* GIVEN PROBLEM
Convert all of the material below into a JSON list of strings, with one string for each line and blank lines omitted.

* RECORDS SHOWN
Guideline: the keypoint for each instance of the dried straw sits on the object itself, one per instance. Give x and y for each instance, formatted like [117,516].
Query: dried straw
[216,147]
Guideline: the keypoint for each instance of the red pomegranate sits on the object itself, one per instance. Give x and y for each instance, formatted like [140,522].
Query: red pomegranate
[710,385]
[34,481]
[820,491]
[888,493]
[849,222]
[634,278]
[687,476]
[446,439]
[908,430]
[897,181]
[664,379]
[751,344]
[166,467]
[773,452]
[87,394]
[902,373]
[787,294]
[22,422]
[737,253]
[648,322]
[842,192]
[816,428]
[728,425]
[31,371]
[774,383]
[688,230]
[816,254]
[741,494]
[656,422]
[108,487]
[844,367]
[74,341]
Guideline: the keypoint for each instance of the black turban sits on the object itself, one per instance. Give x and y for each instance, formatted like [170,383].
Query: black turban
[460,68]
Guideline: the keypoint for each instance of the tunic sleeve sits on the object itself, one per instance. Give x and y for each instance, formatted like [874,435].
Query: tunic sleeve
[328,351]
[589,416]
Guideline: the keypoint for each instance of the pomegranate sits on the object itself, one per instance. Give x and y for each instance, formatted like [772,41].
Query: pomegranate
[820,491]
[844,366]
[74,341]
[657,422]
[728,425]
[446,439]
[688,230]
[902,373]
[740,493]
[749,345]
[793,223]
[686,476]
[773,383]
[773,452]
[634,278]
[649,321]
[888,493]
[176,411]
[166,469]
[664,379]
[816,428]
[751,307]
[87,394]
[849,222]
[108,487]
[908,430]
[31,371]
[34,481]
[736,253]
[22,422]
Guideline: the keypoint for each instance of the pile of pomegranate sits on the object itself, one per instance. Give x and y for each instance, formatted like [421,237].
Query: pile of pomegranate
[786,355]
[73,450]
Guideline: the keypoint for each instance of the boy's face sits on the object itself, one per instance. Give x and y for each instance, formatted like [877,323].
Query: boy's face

* RESPONSE TO THIS EXERCISE
[
  "Guideline: the keypoint for each instance of the dried straw sits on the object itself, one per instance. Give x and y for each instance, formatted like [117,516].",
  "Query: dried straw",
  "[216,147]",
  "Guideline: the keypoint for each instance of the red pomegranate sits on the object itself, one per instance. Give x and y for each instance, formatted like [140,522].",
  "Query: red pomegranate",
  "[710,385]",
  "[34,481]",
  "[820,491]",
  "[888,493]",
  "[849,222]",
  "[634,278]",
  "[687,476]",
  "[446,439]",
  "[908,430]",
  "[897,181]",
  "[664,379]",
  "[751,344]",
  "[166,467]",
  "[773,452]",
  "[87,394]",
  "[902,373]",
  "[787,294]",
  "[22,422]",
  "[737,253]",
  "[648,322]",
  "[842,192]",
  "[816,428]",
  "[728,425]",
  "[31,371]",
  "[774,383]",
  "[688,230]",
  "[816,254]",
  "[741,494]",
  "[656,422]",
  "[108,487]",
  "[844,367]",
  "[74,341]",
  "Guideline: the keypoint for each instance of the black turban sits on the object itself, one per instance. Give x and y for each instance, formatted like [170,383].",
  "Query: black turban",
  "[460,68]",
  "Guideline: the keypoint for each instance of the tunic sleeve sits on the object itself, one per instance. Give x and y for each instance, formatted like [874,435].",
  "Query: tunic sleeve",
  "[328,351]",
  "[589,416]",
  "Guideline: the keypoint for each instance of the pomegranate sits on the object itself, one per instance. Give x and y for each instance, formatted like [772,41].",
  "Query: pomegranate",
  "[820,491]",
  "[844,366]",
  "[74,341]",
  "[657,422]",
  "[728,425]",
  "[446,439]",
  "[688,230]",
  "[902,373]",
  "[740,493]",
  "[749,345]",
  "[793,223]",
  "[686,476]",
  "[773,383]",
  "[773,452]",
  "[634,278]",
  "[649,321]",
  "[888,493]",
  "[176,411]",
  "[166,469]",
  "[664,379]",
  "[816,428]",
  "[751,307]",
  "[87,394]",
  "[849,222]",
  "[108,487]",
  "[908,430]",
  "[31,371]",
  "[34,481]",
  "[736,253]",
  "[22,422]",
  "Guideline: the keypoint for each instance of the pile of pomegranate sits on the object itself, one per instance. Give x and y for each instance, formatted like [421,237].",
  "Query: pile of pomegranate",
  "[786,355]",
  "[73,450]",
  "Guideline: the keypoint for each instance of the boy's face sits on the object itself, one per instance. Give x and y for each instance, formatted like [877,323].",
  "Query: boy's face"
]